# Provided records:
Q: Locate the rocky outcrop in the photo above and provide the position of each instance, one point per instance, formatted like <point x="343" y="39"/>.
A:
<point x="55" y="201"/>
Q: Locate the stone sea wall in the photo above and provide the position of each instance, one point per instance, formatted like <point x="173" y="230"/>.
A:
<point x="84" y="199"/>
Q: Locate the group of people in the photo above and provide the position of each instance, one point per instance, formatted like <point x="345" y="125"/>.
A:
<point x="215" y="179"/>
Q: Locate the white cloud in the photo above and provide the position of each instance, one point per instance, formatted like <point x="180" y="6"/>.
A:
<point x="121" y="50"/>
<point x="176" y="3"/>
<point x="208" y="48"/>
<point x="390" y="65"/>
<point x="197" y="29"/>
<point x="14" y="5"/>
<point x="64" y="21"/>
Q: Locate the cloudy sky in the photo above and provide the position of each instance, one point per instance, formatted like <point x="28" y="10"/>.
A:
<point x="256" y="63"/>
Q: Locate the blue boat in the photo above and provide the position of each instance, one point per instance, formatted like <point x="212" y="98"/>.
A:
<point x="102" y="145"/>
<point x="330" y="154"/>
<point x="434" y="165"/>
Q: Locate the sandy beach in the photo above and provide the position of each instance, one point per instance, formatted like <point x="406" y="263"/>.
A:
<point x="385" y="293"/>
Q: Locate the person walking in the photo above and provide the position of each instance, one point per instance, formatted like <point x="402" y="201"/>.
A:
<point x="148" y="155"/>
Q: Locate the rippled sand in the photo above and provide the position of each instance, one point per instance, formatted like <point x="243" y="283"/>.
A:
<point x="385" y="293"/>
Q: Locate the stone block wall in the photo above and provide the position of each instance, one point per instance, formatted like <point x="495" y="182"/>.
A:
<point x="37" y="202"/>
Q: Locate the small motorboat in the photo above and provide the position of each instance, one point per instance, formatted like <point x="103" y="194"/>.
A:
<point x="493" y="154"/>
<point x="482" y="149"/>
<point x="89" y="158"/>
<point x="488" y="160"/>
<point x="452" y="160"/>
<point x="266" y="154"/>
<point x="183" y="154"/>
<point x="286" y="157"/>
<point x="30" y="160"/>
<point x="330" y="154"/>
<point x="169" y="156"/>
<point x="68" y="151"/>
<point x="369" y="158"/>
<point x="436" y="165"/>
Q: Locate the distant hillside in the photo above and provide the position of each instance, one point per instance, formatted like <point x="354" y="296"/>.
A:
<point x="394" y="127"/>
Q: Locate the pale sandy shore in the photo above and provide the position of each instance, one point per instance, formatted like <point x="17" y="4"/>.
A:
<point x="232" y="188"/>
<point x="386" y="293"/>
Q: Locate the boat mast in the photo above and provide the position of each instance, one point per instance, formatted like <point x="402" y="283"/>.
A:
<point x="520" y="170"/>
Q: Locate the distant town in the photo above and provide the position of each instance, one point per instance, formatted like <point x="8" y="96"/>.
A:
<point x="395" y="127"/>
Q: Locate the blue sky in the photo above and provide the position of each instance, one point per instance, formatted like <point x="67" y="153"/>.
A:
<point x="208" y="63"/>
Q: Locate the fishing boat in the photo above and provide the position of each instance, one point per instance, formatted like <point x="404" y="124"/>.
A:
--
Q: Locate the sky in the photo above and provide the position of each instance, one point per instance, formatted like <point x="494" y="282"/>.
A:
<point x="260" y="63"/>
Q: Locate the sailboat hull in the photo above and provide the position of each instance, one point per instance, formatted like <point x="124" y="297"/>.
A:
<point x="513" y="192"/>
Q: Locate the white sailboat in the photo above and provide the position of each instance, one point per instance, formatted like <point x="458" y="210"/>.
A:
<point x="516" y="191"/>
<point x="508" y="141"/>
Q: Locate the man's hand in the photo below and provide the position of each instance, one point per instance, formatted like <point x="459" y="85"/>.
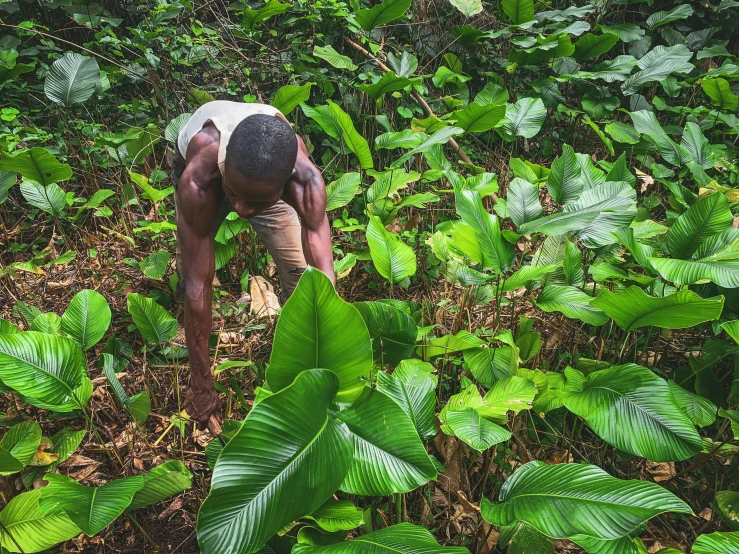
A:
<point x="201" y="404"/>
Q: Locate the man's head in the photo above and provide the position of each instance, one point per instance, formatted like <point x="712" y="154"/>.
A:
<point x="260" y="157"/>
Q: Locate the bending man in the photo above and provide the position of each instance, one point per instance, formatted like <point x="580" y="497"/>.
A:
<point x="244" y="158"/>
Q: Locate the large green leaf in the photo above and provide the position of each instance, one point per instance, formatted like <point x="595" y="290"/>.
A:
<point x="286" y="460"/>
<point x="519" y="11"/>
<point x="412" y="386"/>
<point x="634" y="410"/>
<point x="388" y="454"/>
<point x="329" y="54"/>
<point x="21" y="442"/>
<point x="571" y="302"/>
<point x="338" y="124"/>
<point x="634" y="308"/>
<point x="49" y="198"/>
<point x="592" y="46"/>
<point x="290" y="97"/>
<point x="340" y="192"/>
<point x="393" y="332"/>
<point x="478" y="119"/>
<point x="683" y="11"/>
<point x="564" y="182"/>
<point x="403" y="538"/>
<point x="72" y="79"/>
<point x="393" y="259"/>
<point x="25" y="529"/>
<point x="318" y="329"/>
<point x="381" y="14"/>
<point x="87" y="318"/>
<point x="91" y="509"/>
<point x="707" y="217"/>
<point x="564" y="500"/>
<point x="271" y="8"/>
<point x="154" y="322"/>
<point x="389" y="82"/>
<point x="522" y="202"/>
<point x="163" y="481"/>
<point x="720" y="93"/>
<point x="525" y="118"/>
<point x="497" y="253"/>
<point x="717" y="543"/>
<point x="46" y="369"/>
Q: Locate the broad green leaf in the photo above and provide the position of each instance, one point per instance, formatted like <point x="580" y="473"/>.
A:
--
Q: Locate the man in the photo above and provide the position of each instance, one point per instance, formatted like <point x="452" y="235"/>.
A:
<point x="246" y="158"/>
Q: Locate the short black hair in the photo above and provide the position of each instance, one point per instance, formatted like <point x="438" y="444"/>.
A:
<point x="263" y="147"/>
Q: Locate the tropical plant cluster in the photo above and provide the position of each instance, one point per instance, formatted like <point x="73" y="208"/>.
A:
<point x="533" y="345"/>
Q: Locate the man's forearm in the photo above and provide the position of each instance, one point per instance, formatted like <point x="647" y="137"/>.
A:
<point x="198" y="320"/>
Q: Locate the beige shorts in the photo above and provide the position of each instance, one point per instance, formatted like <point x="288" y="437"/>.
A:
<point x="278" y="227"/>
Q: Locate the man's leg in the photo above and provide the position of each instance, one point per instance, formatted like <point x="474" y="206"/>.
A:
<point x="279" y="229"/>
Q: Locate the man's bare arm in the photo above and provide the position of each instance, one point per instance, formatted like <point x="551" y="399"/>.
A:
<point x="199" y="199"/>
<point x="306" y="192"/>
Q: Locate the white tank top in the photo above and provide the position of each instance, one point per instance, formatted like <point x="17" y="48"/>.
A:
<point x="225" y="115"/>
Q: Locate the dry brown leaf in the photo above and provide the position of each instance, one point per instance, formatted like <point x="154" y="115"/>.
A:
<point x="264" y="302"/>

# What is expected:
Find each line in the rows above that contains the word "green", and copy those lines out.

# Reply:
Q: Locate the large green leaf in the photo above and provide the position of each instance, one point per instance, formatted like <point x="595" y="290"/>.
Q: Locate the broad green leaf in the photo above and provide the position of each instance, one point per instance, formatted like <point x="580" y="473"/>.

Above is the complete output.